(Photo-based referring expression data)
□ □ □ □ □ □ □
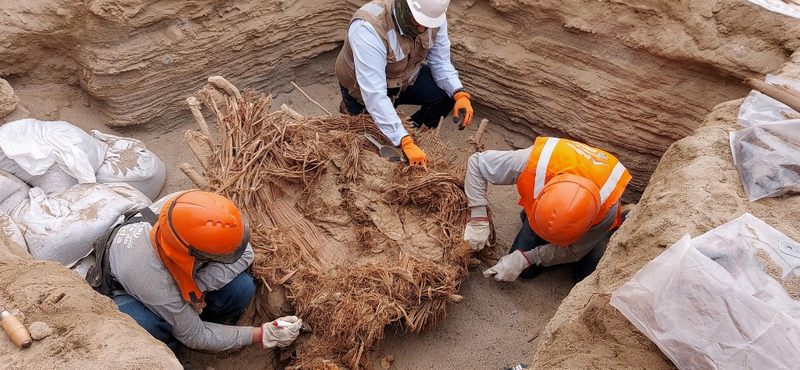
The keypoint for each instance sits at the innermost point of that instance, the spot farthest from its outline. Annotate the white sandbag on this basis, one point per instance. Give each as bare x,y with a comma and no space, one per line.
54,180
12,191
62,227
11,231
36,145
128,160
708,303
785,7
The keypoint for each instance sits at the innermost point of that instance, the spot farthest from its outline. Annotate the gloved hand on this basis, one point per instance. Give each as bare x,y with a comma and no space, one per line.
462,112
477,232
281,332
414,154
508,267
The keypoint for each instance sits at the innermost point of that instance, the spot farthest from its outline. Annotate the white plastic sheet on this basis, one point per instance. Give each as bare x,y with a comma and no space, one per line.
708,304
767,152
128,160
767,157
787,7
63,226
12,191
759,108
36,145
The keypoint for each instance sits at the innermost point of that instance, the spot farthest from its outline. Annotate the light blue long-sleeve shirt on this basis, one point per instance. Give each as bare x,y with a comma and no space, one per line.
369,56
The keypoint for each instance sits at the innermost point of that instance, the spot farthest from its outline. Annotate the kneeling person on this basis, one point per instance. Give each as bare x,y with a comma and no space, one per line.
570,193
177,267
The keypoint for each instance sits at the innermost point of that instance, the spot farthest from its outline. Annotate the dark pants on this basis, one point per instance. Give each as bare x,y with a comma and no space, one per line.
221,305
433,101
527,240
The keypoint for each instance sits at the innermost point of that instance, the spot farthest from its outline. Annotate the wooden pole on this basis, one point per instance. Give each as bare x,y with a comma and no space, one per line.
292,113
223,84
782,93
439,128
481,131
194,106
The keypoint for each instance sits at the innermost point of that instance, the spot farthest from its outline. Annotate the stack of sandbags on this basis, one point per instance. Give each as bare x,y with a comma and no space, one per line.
128,161
62,188
54,155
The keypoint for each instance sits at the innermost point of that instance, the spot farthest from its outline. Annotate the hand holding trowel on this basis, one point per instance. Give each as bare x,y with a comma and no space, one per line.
390,153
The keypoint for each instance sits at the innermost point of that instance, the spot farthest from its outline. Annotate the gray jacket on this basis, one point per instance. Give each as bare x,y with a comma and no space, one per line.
135,264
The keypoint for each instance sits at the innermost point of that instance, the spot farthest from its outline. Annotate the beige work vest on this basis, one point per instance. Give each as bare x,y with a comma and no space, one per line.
404,54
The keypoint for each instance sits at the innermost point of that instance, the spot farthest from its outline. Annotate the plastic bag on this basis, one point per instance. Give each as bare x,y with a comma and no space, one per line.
11,231
767,157
784,7
62,227
708,303
759,108
127,160
36,145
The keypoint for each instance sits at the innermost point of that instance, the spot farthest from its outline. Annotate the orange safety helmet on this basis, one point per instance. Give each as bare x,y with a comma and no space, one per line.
207,225
565,209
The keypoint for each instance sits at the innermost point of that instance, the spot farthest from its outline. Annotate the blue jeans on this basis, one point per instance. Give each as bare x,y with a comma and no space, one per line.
221,305
527,240
433,101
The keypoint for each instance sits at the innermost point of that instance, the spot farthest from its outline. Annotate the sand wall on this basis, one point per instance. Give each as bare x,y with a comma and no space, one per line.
629,77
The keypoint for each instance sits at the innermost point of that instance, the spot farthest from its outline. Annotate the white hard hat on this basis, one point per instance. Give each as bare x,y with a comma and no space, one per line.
429,13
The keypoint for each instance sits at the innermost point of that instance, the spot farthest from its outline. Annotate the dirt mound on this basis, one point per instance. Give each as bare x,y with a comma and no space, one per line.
695,188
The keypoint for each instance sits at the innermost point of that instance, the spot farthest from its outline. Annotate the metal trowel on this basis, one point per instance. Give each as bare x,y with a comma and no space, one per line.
387,152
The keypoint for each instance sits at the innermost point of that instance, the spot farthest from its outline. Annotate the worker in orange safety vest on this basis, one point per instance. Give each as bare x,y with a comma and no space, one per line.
570,193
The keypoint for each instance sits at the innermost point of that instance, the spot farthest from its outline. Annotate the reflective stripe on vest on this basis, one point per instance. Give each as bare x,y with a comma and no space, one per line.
553,156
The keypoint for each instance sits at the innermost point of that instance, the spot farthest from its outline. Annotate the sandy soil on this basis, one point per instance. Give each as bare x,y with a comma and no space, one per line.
497,324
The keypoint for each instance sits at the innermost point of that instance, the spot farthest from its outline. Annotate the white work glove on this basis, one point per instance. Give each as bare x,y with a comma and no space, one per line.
508,267
477,233
281,332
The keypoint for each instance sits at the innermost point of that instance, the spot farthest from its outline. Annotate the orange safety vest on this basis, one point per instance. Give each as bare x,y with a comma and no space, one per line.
553,156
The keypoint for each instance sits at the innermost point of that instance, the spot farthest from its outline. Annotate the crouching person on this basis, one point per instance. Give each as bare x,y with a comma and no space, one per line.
178,269
570,194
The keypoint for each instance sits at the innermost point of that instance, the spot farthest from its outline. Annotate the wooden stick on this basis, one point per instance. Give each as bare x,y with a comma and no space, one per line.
439,128
481,131
194,106
196,177
312,100
223,84
782,93
292,113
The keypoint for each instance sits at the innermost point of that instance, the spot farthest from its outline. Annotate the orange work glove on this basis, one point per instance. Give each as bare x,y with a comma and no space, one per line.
414,154
462,112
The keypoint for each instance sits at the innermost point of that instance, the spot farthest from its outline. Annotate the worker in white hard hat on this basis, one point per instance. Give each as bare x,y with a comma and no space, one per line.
381,67
570,194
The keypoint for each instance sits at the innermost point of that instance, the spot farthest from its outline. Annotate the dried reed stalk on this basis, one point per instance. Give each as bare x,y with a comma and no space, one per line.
268,163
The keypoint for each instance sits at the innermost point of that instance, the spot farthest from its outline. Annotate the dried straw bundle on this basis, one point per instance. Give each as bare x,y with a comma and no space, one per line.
358,242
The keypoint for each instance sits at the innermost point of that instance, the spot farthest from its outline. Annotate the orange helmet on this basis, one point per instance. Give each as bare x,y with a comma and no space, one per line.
565,209
208,225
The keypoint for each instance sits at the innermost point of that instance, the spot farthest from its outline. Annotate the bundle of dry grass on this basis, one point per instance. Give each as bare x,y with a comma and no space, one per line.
354,242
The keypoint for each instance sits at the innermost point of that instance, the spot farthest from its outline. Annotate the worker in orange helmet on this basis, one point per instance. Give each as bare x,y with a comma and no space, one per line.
397,52
178,268
570,193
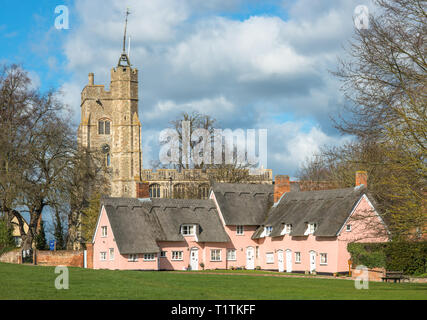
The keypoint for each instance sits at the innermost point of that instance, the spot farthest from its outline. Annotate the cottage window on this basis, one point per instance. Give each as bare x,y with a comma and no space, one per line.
176,255
149,257
239,230
215,255
231,254
103,256
204,191
188,230
270,257
324,258
133,258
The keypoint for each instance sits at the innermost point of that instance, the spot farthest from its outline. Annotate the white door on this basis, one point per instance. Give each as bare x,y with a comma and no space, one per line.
280,261
312,261
288,261
250,258
194,259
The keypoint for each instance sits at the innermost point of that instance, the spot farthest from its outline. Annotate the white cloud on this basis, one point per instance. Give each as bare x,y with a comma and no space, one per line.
240,72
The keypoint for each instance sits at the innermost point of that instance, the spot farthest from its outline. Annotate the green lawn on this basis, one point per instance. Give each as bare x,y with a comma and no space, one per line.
36,282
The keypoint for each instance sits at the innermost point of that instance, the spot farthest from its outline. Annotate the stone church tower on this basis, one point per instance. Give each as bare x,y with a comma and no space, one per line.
110,125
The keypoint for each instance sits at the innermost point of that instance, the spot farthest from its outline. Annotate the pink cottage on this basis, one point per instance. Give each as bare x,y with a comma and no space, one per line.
238,226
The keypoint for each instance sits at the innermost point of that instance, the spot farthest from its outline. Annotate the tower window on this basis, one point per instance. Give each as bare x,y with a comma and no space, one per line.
155,191
104,127
108,160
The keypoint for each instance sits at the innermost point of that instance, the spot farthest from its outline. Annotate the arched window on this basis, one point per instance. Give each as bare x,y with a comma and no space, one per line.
204,191
179,191
155,190
104,126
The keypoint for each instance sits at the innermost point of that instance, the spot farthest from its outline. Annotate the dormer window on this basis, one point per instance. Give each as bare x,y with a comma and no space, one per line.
312,227
287,229
188,230
104,126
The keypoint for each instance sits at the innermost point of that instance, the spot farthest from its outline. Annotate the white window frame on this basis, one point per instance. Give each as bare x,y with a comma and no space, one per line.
324,256
133,257
177,255
240,230
189,227
104,232
231,254
269,258
297,257
216,255
103,256
149,257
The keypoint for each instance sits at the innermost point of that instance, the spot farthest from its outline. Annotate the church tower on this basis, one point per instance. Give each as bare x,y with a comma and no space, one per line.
110,125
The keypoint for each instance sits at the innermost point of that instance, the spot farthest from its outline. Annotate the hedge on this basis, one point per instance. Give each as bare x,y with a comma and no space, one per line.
409,257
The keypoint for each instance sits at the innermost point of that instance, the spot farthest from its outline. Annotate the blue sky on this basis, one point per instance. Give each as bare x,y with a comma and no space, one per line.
249,64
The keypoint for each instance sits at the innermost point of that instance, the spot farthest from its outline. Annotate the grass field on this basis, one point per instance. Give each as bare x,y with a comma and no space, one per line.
36,282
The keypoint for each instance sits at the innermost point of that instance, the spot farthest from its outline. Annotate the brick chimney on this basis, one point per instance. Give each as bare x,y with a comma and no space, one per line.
281,185
142,190
91,79
361,178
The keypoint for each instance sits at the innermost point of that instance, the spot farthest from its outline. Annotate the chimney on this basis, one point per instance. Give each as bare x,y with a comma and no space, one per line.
281,185
142,190
91,79
361,178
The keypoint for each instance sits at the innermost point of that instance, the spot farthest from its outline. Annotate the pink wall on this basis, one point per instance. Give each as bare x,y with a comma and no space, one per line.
103,244
365,224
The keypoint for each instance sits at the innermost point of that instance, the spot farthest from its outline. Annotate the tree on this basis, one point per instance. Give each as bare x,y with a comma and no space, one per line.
233,172
90,217
6,235
384,80
41,166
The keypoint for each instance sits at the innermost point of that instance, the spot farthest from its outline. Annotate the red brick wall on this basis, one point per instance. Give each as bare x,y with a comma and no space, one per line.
60,258
13,256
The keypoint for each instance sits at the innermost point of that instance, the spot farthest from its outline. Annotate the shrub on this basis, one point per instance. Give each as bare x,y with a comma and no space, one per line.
6,235
409,257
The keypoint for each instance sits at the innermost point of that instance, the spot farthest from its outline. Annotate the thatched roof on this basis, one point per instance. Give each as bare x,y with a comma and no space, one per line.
244,204
329,209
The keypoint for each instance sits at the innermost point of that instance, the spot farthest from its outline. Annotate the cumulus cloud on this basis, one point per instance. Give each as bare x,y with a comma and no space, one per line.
243,72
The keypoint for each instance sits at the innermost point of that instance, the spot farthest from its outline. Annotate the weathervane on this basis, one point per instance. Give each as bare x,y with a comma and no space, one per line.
124,57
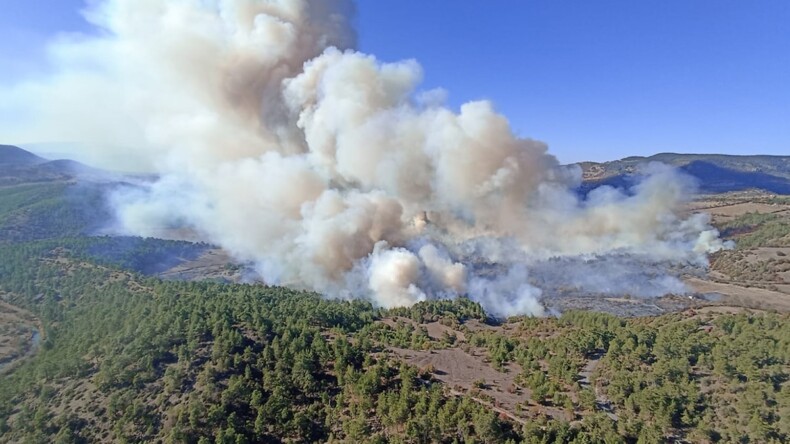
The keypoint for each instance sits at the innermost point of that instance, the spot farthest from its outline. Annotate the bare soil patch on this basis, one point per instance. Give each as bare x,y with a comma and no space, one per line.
731,294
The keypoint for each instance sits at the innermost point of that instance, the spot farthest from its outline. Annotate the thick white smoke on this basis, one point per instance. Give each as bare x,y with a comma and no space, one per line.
327,168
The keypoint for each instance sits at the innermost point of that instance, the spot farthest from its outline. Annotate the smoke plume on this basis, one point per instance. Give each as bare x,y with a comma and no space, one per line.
330,170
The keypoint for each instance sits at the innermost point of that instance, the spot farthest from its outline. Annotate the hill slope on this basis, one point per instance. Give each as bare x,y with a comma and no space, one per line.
15,156
715,172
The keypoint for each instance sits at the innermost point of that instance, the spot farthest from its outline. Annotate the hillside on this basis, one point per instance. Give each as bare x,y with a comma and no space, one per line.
94,347
15,156
716,173
18,166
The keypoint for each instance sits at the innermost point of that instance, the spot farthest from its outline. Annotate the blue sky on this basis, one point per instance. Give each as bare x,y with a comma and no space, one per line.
596,80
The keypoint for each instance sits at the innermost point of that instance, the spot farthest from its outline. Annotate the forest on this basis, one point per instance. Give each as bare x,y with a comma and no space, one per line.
124,356
130,358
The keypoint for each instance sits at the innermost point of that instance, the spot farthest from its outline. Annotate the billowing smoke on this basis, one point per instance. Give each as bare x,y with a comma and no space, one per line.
329,170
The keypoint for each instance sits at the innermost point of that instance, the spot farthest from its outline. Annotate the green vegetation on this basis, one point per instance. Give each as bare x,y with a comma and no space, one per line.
130,359
758,230
49,210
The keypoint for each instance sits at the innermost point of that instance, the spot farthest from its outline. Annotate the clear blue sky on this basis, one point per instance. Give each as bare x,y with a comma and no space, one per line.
596,79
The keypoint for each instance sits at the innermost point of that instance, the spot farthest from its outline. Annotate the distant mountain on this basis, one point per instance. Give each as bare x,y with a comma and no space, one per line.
15,156
716,172
21,166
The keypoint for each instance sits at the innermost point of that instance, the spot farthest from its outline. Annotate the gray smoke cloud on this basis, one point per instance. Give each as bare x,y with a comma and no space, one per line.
330,170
□ □ □ □ □ □ □
**REQUIRED WORK**
The line with "Annotate the distant" through the last line of the entries above: output exactly those lines and nothing else.

**RESPONSE**
The keypoint for each instance sits at the innermost point of that instance, the spot farthest from its outline. Annotate the distant mountain on this basis, one point per instance. Give each as bare x,y with a comma and no space, one per line.
15,156
716,172
21,166
The keypoint for each instance sits at the innermost point of that instance, the spot farthest from its outline. Annotate the gray smoke cloud on this basis, one point per instance. Give each as bare x,y with a comma and no space, one per line.
330,170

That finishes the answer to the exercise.